## [ACTIVITY]
Transcribe all of the data exactly. Images stay out.

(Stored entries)

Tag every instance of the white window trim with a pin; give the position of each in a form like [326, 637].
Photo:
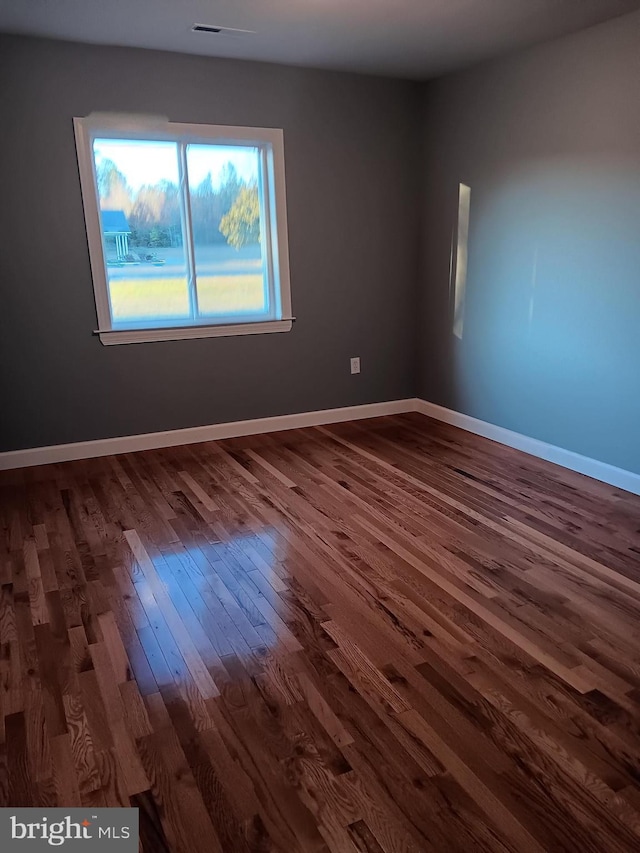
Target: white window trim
[105, 124]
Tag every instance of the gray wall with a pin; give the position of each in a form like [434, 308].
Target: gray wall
[351, 148]
[549, 142]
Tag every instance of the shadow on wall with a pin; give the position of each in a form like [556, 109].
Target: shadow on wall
[543, 337]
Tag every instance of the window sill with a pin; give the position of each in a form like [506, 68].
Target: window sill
[111, 337]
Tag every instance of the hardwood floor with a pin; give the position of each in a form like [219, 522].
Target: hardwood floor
[387, 635]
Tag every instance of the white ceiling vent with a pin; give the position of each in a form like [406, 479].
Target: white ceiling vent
[213, 29]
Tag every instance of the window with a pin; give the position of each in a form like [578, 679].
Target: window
[186, 227]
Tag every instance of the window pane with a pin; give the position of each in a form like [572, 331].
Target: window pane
[225, 188]
[142, 229]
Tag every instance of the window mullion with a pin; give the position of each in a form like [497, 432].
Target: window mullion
[185, 204]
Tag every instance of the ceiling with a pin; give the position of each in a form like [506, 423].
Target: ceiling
[403, 38]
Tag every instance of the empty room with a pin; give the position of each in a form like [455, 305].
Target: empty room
[320, 426]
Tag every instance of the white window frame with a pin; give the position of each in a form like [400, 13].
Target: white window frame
[270, 142]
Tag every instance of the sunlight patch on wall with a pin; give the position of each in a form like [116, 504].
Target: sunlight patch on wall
[461, 252]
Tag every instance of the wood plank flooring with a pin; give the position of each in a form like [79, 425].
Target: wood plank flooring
[387, 635]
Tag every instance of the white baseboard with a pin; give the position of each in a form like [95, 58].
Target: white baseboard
[618, 477]
[170, 438]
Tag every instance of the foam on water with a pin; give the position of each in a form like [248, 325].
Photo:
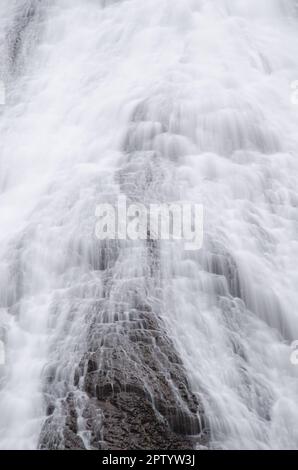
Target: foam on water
[199, 91]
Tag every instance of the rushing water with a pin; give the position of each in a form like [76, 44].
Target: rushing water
[194, 95]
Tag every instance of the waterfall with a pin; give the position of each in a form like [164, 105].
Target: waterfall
[120, 344]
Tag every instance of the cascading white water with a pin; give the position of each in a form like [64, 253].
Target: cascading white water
[215, 76]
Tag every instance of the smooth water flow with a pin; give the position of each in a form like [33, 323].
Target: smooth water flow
[161, 100]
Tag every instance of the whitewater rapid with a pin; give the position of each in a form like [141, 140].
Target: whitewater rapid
[195, 96]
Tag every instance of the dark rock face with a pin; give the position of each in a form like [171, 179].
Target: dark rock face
[129, 389]
[138, 394]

## [RESPONSE AREA]
Tag every instance of the white window trim with a pin; give the position of each in a form like [326, 637].
Photo:
Target: white window trim
[105, 124]
Tag every instance of the gray wall with a pin; give the position of each in a form like [434, 308].
Target: gray wall
[351, 148]
[549, 142]
Tag every instance of the shadow on wall with a pin; give the position of each in a form like [556, 109].
Target: shadow on wall
[543, 337]
Tag every instance of the window sill with a pin; give the position of each in a form like [506, 68].
Target: window sill
[111, 337]
Tag every instance of the hardwood floor with a pin; give the position of each in a form like [219, 522].
Target: hardwood floor
[387, 635]
Tag every instance of the white ceiling vent with a pin; give the position of each in a form like [406, 479].
Target: white ceiling vent
[213, 29]
Tag every instance of the window with a pin; give the position of each in a form like [578, 679].
Target: window
[186, 227]
Tag every instance of the window pane with a pin; give the position of each in a form like [572, 331].
Target: window pane
[225, 188]
[142, 229]
Tag every instance of the window mullion with a pin; give the position of each in a form like [497, 432].
Target: window mullion
[185, 204]
Tag every instance of the ceiling with a pin; give the position of each in a form like [506, 423].
Target: ceiling
[403, 38]
Tag every instance of the empty room with a pin; give the position of each in a form like [455, 305].
Target: empty room
[320, 426]
Tag every instance of the white window frame with a pin; give the position of each in a form like [400, 13].
Target: white window frame
[270, 142]
Tag every instance of the sunlight patch on wall with a pin; give the position of each in a form like [116, 504].
Target: sunlight patch on wall
[461, 252]
Tag every instance of the wood plank flooring with a pin; give the position of each in a form like [79, 425].
Target: wood plank flooring
[387, 635]
Tag every instance of the white baseboard with a pin; give the position of each in a form like [95, 58].
Target: white baseboard
[618, 477]
[170, 438]
Tag every instance of the foam on water with a pin; give the position of each in a form like [248, 325].
Photo:
Target: foam on water
[199, 91]
Tag every instance of the rushing water with a pin; give the position of each in a form like [76, 44].
Target: rushing water
[194, 95]
Tag every instance of the waterfall with a pin; give the position of each in a form like [164, 105].
Target: waterfall
[120, 344]
Tag every instance of the cascading white water with a pin; give the position of each in a form like [64, 253].
Target: cascading white water
[215, 76]
Tag every instance of the smooth water flow with a pin; give the position of each in a form like [33, 323].
Target: smooth water flow
[161, 100]
Tag every instance of the whitewater rapid with a pin; give the position of each in a form like [141, 140].
Target: whitewater rapid
[195, 96]
Tag every instance of the dark rock face with a pin; give the position of each in a form like [171, 179].
Target: dark rock face
[129, 389]
[138, 394]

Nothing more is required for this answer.